**Given instruction 1**
In the article on Arvind Fashions, to which company was Arvind Beauty Brand Retail sold, and at what enterprise value?
**Given instruction 2**
From the article on Arvind Fashions, reproduce the stretch from "Managing director and" through "brands under one roof." word for word.

START Extracted text

Arvind Fashions, which sells products of brands such as Arrow, Tommy Hilfiger and Calvin Klein, aims to become a zero-debt company in the next two years on the back of higher cash flow and focus on franchise-based expansion, said vice chairman Kulin Lalbhai.

The Bengaluru-headquartered company has rationalised its brand portfolio, reducing it to five fashion brands from more than 20. It has about Rs 300 crore debt. The management last month told analysts that the company’s net debt at the end of the September quarter was Rs 476 crore.

“We embarked on a full-blown strategy 2-3 years back to create large iconic brands where we will get operational efficiencies and profitability by scaling them up,” said Lalbhai. “After the portfolio restructuring, the business is generating high return on capital employed, highly profitable and generating strong cash flow. If we achieve our business plan, the company will be debt free in two years.”

Managing director and chief executive officer Shailesh Chaturvedi told ET that the company plans to increase the size of its stores for each of the brands by 25%, as it looks to expand into more products for each, such as footwear, kids wear and innerwear, and pilot a new large retail format which will house all its brands under one roof.

Arvind Fashions sells apparel and accessories of brands Arrow, Tommy Hilfiger, U.S. Polo Assn., Calvin Klein and Flying Machine through multi-brand apparel stores and over 1,000 exclusive brand stores. While U.S. Polo Assn. is the largest brand with annual sales of more than Rs 2,000 crore, Arrow and Tommy Hilfiger account Rs 1,000 crore of business each, and Calvin Klein and Flying Machine bring in Rs 500 crore each.

The company aims to grow sales by 12-15% annually and improve EBITDA by 100 basis points every fiscal year, said Chaturvedi. A basis point is 0.01 percentage point.The company is also piloting a new format over 3,000-4,000 sq ft with one store in Bengaluru where all the five brands are sold under one roof.“That apart, we intend to open 150-200 exclusive brand stores every year with almost 90% of them through the franchisee route to make it an asset light model,” said Chaturvedi. “However, we will control the operations very tightly.”

Last month, Arvind Fashions sold its wholly owned subsidiary Arvind Beauty Brand Retail, which runs the 26-store-strong Sephora India business to Reliance Retail at an enterprise value of Rs 216 crore. The company had then said it intends to utilise the proceeds to invest in growth of its five brands portfolio and repayment of debt.

“Due to efficiencies, EBITDA grows much faster than revenue and net profit too will grow faster,” said Lalbhai. “We are also looking at adjacencies like footwear, kids-wear and inner-wear as a big segment. Adjacencies currently account for 12-15% of overall business but it can become 25% soon.”

Last fiscal, the company’s revenue went up 45% year-on-year to Rs 4,421 crore, while net profit stood at Rs 88 crore. It had posted a net loss of Rs 104 crore in FY22.

END Extracted text
START Supplied information

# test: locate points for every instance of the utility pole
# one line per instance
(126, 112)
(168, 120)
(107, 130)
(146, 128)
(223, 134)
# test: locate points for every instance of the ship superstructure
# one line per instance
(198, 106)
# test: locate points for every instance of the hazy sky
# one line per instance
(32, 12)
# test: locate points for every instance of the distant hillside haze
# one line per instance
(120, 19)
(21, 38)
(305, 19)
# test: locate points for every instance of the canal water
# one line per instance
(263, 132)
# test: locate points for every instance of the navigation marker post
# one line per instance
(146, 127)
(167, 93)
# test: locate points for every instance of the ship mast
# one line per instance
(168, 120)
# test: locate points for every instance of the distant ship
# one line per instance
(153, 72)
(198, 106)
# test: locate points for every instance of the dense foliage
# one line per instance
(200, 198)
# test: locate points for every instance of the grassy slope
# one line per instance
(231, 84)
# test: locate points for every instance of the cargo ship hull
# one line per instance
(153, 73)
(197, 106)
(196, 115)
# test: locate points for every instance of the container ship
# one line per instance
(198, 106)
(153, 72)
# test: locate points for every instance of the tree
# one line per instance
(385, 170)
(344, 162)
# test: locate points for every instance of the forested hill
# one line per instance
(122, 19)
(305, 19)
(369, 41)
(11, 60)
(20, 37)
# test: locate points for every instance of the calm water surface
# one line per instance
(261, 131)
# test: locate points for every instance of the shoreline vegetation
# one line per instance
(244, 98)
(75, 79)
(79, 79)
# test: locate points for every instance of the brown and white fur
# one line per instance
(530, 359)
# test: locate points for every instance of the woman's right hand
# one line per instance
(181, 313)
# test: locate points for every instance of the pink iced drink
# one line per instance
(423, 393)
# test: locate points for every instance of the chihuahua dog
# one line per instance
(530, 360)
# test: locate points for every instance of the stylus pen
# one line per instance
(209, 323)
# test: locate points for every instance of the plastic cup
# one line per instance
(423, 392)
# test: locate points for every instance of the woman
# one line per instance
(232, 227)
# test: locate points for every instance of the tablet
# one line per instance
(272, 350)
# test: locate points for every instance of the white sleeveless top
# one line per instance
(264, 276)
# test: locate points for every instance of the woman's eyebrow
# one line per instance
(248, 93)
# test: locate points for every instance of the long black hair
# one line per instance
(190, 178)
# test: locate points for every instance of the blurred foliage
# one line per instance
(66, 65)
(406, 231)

END Supplied information

**Expected answer 1**
Reliance Retail, at an enterprise value of Rs 216 crore.

**Expected answer 2**
Managing director and chief executive officer Shailesh Chaturvedi told ET that the company plans to increase the size of its stores for each of the brands by 25%, as it looks to expand into more products for each, such as footwear, kids wear and innerwear, and pilot a new large retail format which will house all its brands under one roof.